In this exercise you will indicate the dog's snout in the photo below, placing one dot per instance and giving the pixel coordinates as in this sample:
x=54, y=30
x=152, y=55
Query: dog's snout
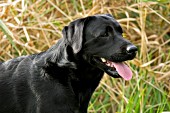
x=131, y=49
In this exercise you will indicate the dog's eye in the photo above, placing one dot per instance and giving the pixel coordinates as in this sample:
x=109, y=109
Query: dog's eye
x=106, y=34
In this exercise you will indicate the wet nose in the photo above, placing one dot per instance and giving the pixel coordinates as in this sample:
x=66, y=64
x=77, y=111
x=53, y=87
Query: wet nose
x=131, y=49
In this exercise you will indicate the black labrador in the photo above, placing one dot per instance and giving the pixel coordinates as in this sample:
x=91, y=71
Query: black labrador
x=63, y=78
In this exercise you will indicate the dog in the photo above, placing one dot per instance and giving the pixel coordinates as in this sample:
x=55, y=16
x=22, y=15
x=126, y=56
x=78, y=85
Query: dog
x=63, y=78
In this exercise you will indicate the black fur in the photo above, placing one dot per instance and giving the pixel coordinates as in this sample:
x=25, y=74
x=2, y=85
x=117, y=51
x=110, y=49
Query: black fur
x=63, y=78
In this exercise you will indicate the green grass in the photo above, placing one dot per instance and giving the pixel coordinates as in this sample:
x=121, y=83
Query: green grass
x=28, y=27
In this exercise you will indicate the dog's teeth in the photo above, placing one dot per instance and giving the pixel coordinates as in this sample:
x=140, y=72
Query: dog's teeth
x=103, y=60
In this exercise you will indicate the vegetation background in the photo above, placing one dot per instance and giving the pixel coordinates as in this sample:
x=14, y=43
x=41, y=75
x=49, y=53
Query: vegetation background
x=32, y=26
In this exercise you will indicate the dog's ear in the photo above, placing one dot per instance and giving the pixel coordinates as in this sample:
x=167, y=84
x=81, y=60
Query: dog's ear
x=73, y=33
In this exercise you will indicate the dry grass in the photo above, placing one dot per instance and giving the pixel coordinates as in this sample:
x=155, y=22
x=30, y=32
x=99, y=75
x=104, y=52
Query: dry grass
x=32, y=26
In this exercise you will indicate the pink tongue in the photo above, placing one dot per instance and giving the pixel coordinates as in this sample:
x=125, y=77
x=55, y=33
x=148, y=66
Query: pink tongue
x=123, y=70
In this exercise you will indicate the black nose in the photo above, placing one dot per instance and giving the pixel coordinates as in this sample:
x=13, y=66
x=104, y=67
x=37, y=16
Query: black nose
x=131, y=49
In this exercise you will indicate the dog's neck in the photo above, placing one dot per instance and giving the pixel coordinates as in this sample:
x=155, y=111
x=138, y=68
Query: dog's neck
x=83, y=78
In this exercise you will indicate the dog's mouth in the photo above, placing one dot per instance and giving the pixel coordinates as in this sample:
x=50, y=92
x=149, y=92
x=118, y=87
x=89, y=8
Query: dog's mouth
x=114, y=69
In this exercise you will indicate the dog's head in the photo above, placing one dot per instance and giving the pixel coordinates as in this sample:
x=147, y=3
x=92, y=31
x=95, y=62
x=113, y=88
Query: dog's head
x=99, y=40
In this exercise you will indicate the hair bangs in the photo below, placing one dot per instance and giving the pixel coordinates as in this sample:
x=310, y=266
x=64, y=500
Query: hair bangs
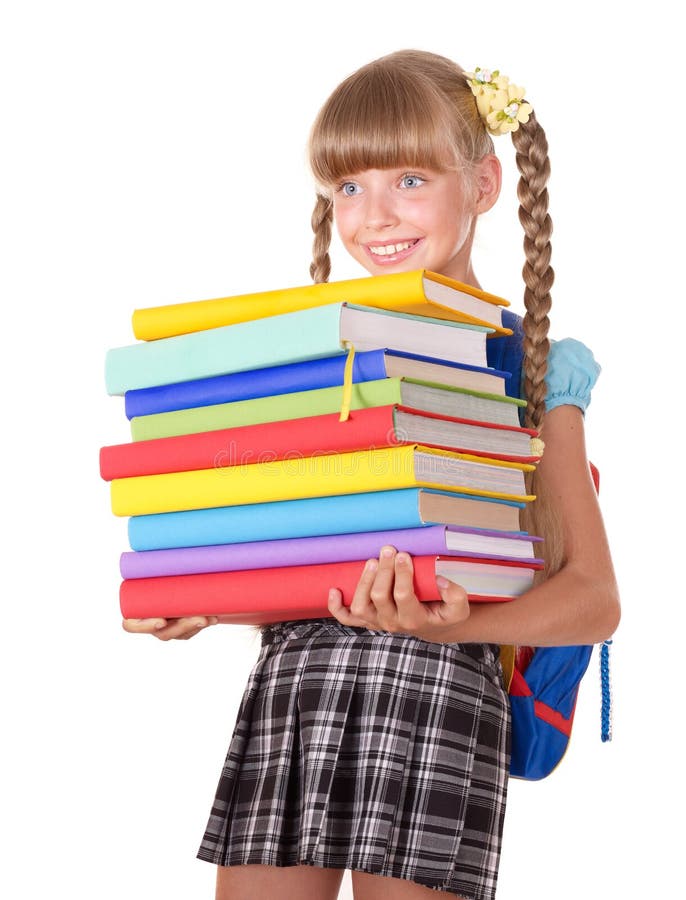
x=381, y=119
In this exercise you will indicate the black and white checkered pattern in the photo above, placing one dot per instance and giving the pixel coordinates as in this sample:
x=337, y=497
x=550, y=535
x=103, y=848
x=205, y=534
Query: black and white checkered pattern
x=365, y=750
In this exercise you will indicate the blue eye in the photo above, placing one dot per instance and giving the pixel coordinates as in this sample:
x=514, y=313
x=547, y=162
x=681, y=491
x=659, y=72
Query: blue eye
x=350, y=188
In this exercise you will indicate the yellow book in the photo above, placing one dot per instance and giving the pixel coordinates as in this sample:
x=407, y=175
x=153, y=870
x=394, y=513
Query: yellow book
x=420, y=292
x=386, y=468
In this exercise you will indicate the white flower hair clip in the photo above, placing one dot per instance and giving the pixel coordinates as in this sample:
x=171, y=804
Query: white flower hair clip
x=500, y=104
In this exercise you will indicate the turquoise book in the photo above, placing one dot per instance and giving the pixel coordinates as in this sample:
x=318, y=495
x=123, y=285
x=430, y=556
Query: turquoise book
x=292, y=337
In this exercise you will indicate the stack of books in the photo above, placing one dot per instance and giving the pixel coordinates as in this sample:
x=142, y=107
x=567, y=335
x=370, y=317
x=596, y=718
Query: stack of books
x=281, y=439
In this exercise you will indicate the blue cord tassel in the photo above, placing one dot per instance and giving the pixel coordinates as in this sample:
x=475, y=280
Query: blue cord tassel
x=606, y=693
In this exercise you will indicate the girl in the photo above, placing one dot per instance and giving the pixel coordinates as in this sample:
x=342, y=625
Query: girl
x=377, y=740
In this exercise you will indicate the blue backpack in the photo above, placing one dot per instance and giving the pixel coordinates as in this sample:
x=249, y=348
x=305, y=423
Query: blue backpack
x=542, y=682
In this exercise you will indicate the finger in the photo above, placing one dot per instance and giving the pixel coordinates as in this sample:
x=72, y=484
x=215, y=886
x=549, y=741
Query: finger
x=143, y=626
x=381, y=592
x=182, y=629
x=361, y=602
x=455, y=607
x=341, y=612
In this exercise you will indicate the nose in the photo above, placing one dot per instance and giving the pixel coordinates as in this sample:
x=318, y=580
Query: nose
x=380, y=209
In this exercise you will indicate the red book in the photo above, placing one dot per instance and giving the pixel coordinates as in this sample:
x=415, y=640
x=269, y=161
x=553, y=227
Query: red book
x=257, y=596
x=379, y=426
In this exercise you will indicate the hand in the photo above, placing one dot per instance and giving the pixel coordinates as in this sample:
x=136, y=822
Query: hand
x=384, y=600
x=169, y=629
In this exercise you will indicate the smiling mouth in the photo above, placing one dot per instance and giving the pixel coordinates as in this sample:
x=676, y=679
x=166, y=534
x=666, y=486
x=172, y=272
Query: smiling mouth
x=391, y=249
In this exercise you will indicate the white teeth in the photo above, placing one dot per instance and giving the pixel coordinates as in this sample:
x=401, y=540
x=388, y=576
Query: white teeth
x=390, y=249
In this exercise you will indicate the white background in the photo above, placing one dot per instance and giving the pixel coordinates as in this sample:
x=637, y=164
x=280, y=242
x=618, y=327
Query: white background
x=154, y=152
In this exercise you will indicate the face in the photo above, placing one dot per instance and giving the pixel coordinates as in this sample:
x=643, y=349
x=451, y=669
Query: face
x=397, y=220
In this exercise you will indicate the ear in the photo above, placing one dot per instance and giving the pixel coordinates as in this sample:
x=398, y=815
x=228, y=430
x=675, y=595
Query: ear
x=488, y=179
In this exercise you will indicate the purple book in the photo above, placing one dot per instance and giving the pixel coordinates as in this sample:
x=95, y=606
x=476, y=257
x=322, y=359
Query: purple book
x=435, y=539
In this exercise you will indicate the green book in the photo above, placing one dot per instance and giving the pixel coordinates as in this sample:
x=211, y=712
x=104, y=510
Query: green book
x=420, y=395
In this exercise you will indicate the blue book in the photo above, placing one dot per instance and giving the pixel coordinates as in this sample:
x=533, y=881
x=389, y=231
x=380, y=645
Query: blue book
x=375, y=511
x=293, y=337
x=369, y=365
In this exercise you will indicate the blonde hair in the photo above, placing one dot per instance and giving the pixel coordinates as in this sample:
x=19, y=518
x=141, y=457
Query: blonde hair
x=413, y=108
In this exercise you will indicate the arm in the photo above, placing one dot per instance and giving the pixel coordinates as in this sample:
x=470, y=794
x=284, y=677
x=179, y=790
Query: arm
x=579, y=604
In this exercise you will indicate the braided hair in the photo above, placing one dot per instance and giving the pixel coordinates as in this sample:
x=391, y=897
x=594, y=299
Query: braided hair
x=441, y=128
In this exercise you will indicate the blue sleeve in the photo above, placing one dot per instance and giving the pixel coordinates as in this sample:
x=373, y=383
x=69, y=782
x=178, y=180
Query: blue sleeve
x=572, y=373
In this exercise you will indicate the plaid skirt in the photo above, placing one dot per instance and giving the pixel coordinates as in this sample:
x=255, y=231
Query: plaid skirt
x=366, y=750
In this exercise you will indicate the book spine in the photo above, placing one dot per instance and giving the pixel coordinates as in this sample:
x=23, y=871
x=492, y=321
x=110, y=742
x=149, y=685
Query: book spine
x=295, y=337
x=386, y=468
x=280, y=407
x=257, y=595
x=294, y=439
x=275, y=521
x=289, y=552
x=288, y=379
x=312, y=476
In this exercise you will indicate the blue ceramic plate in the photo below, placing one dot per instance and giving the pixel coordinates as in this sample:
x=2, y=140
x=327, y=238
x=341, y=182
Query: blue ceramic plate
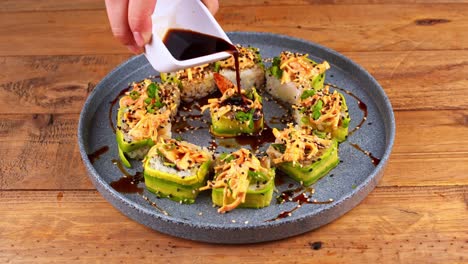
x=348, y=184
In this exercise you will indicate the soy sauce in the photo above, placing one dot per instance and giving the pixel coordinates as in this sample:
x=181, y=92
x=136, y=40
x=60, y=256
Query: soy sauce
x=185, y=44
x=97, y=154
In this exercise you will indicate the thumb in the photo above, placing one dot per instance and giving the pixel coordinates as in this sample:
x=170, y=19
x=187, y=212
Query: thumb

The task — Everything above from the line containing "x=475, y=280" down to the line containing "x=553, y=227" should be copied exactly, both end lines included, and nothing else.

Your solution —
x=475, y=280
Query: blue cord tassel
x=606, y=693
In this exercise you will indicate the girl in the photo above, placing one dot per instance and giving the pixel coordinates as in this sample:
x=342, y=625
Query: girl
x=377, y=740
In this exercise you will indicate the blue backpack in the photo above, placing one dot per instance and giving the pixel coordinates as in this sample:
x=249, y=348
x=305, y=423
Query: blue backpack
x=542, y=682
In this exercise you will indicate the finger in the photo above, placing one dot per instance and giving the pixel coordinates as in this sample:
x=72, y=484
x=215, y=886
x=549, y=741
Query: finger
x=143, y=626
x=381, y=592
x=182, y=629
x=361, y=602
x=455, y=607
x=341, y=612
In this exercise you will indicate the nose in the photo above, placing one dot per instance and giving the pixel coordinates as in this sample:
x=318, y=580
Query: nose
x=380, y=209
In this exercise you will indicate the red book in the photo above, placing one dot per instance and giving the pixel coordinates as in this sample:
x=415, y=640
x=269, y=161
x=553, y=227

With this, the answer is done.